WHAT THE TASK ASKS. Count how many lines of the data below contain the string "before"; the reply should be that number alone.

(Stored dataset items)
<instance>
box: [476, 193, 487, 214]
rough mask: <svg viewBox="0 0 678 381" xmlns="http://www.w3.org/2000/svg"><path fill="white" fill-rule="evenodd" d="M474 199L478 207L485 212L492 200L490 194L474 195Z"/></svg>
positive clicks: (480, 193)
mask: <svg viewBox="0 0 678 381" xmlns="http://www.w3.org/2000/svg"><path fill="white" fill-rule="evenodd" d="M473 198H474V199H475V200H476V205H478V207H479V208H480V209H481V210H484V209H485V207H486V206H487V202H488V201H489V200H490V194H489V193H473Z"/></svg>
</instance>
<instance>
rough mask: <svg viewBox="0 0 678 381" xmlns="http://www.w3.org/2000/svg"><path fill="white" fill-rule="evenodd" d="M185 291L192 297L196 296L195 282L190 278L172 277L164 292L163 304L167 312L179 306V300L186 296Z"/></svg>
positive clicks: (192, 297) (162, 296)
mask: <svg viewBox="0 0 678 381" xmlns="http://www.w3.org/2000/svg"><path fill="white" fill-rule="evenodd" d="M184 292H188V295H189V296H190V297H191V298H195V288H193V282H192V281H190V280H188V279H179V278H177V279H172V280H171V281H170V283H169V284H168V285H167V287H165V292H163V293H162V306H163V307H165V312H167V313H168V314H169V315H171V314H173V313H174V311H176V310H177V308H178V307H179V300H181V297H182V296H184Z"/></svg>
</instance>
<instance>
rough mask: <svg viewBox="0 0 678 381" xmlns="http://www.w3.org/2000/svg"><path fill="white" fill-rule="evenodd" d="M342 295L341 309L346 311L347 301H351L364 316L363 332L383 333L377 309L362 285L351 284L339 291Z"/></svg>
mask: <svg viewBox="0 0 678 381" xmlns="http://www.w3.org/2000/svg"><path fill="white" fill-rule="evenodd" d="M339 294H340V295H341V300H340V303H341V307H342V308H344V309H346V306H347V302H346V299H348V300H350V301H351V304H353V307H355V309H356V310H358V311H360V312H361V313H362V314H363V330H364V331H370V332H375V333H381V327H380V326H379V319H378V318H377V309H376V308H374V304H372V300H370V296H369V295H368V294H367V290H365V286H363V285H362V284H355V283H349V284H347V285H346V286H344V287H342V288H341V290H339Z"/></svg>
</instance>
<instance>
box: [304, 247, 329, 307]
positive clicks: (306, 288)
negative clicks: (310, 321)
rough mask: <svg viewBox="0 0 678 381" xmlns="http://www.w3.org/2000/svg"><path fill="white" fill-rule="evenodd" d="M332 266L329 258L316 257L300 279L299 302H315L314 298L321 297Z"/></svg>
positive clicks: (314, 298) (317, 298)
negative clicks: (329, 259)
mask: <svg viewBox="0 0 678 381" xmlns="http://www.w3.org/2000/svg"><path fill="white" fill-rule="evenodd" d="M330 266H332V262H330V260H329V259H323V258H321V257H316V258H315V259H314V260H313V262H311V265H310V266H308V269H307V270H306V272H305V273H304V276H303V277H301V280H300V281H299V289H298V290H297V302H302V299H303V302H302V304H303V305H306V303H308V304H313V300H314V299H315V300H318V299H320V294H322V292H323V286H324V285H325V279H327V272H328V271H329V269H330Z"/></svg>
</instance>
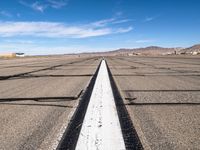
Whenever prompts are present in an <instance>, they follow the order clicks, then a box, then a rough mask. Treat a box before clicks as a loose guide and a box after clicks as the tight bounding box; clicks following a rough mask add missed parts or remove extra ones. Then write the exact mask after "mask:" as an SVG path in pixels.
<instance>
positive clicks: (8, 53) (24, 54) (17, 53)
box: [0, 52, 25, 58]
mask: <svg viewBox="0 0 200 150" xmlns="http://www.w3.org/2000/svg"><path fill="white" fill-rule="evenodd" d="M24 56H25V54H24V53H12V52H11V53H2V54H0V58H16V57H24Z"/></svg>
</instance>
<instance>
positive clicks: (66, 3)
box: [48, 0, 68, 8]
mask: <svg viewBox="0 0 200 150" xmlns="http://www.w3.org/2000/svg"><path fill="white" fill-rule="evenodd" d="M48 2H49V5H50V6H51V7H52V8H61V7H64V6H66V5H67V3H68V0H48Z"/></svg>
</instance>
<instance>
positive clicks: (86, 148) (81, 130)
mask: <svg viewBox="0 0 200 150" xmlns="http://www.w3.org/2000/svg"><path fill="white" fill-rule="evenodd" d="M90 149H91V150H97V149H98V150H108V149H109V150H125V149H126V148H125V144H124V139H123V136H122V131H121V128H120V123H119V118H118V115H117V110H116V106H115V102H114V96H113V92H112V88H111V85H110V80H109V76H108V70H107V67H106V63H105V60H102V63H101V66H100V69H99V73H98V75H97V78H96V82H95V85H94V89H93V91H92V95H91V98H90V101H89V105H88V108H87V111H86V115H85V118H84V121H83V125H82V128H81V131H80V135H79V138H78V142H77V145H76V150H90Z"/></svg>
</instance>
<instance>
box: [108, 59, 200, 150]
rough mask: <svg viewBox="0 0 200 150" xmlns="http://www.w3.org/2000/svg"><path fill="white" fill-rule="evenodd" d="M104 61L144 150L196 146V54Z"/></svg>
mask: <svg viewBox="0 0 200 150" xmlns="http://www.w3.org/2000/svg"><path fill="white" fill-rule="evenodd" d="M107 62H108V66H109V67H110V69H111V72H112V75H113V76H114V79H115V80H116V82H117V86H118V88H119V89H120V91H121V94H122V95H123V99H124V103H125V105H126V107H127V109H128V112H129V115H130V117H131V118H132V121H133V125H134V127H135V129H136V131H137V133H138V136H139V138H140V140H141V142H142V144H143V147H144V149H166V150H168V149H180V150H181V149H199V147H200V117H199V116H200V58H199V57H180V56H179V57H115V58H113V57H109V58H107Z"/></svg>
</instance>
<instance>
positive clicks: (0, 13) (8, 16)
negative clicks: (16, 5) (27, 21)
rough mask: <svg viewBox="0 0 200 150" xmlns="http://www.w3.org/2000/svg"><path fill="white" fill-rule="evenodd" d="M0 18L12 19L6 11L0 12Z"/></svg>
mask: <svg viewBox="0 0 200 150" xmlns="http://www.w3.org/2000/svg"><path fill="white" fill-rule="evenodd" d="M0 16H4V17H12V14H11V13H9V12H8V11H4V10H2V11H0Z"/></svg>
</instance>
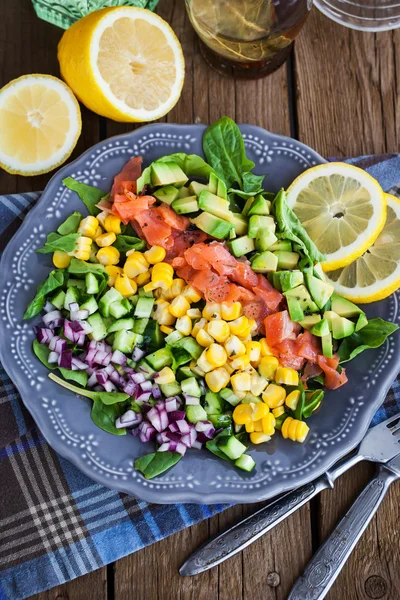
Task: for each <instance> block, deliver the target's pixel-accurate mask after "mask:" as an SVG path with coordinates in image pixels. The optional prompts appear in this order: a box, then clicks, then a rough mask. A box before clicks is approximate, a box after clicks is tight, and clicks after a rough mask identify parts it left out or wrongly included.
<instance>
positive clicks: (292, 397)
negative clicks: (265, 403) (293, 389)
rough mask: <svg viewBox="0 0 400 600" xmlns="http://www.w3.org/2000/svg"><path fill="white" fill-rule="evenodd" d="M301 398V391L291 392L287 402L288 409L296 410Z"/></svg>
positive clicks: (286, 402) (290, 392) (294, 391)
mask: <svg viewBox="0 0 400 600" xmlns="http://www.w3.org/2000/svg"><path fill="white" fill-rule="evenodd" d="M300 396H301V392H300V390H293V392H290V394H288V396H287V397H286V400H285V404H286V406H287V407H288V408H291V409H292V410H296V407H297V404H298V402H299V400H300Z"/></svg>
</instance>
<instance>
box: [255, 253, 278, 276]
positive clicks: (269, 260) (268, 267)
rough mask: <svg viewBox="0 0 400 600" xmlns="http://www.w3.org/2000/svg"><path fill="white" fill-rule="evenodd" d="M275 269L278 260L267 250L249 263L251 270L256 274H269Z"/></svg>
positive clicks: (274, 256) (273, 270)
mask: <svg viewBox="0 0 400 600" xmlns="http://www.w3.org/2000/svg"><path fill="white" fill-rule="evenodd" d="M277 267H278V259H277V258H276V256H275V255H274V254H272V252H269V251H268V250H266V251H265V252H261V253H260V254H258V255H257V256H255V257H254V258H253V260H252V261H251V268H252V269H253V271H255V272H256V273H269V272H270V271H276V269H277Z"/></svg>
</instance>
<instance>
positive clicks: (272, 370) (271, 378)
mask: <svg viewBox="0 0 400 600" xmlns="http://www.w3.org/2000/svg"><path fill="white" fill-rule="evenodd" d="M278 367H279V360H278V359H277V358H276V357H275V356H263V357H262V359H261V361H260V364H259V365H258V372H259V373H260V375H261V376H262V377H265V379H273V378H274V377H275V372H276V370H277V368H278Z"/></svg>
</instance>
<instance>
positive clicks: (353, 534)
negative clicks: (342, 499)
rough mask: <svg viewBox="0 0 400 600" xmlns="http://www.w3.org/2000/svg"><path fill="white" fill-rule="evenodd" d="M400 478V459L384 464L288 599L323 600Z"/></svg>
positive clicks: (312, 564) (296, 584)
mask: <svg viewBox="0 0 400 600" xmlns="http://www.w3.org/2000/svg"><path fill="white" fill-rule="evenodd" d="M399 430H400V427H399ZM396 479H400V456H396V458H393V460H391V461H390V462H388V463H385V464H381V465H380V466H379V467H378V472H377V474H376V476H375V477H374V479H372V480H371V481H370V482H369V483H368V485H367V486H366V488H365V489H364V491H363V492H362V493H361V494H360V496H359V497H358V498H357V500H356V501H355V502H354V504H353V505H352V507H351V508H350V510H349V511H348V512H347V513H346V515H345V516H344V517H343V519H342V520H341V521H340V523H339V525H338V526H337V527H336V529H335V530H334V531H333V533H332V534H331V535H330V537H329V538H328V539H327V540H326V542H325V543H324V544H323V545H322V546H321V547H320V548H319V550H318V551H317V552H316V554H315V555H314V556H313V558H312V559H311V561H310V562H309V564H308V566H307V568H306V570H305V571H304V574H303V575H302V576H301V577H300V578H299V579H298V580H297V581H296V583H295V584H294V586H293V589H292V591H291V592H290V594H289V598H288V600H322V598H325V596H326V594H327V593H328V591H329V589H330V587H331V586H332V584H333V583H334V581H335V579H336V577H337V576H338V575H339V573H340V571H341V570H342V568H343V566H344V564H345V563H346V561H347V559H348V558H349V556H350V554H351V552H352V551H353V548H354V547H355V545H356V544H357V542H358V540H359V539H360V537H361V536H362V534H363V533H364V531H365V529H366V528H367V526H368V524H369V522H370V521H371V519H372V517H373V516H374V514H375V513H376V511H377V510H378V507H379V505H380V503H381V502H382V500H383V498H384V497H385V494H386V492H387V490H388V488H389V486H390V484H391V483H393V481H395V480H396Z"/></svg>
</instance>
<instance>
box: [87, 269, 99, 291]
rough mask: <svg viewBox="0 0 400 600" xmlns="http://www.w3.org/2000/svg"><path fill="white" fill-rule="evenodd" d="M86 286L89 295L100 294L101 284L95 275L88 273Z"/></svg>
mask: <svg viewBox="0 0 400 600" xmlns="http://www.w3.org/2000/svg"><path fill="white" fill-rule="evenodd" d="M85 284H86V293H87V294H97V293H98V292H99V282H98V281H97V278H96V275H94V274H93V273H86V277H85Z"/></svg>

YOUR RESPONSE. 2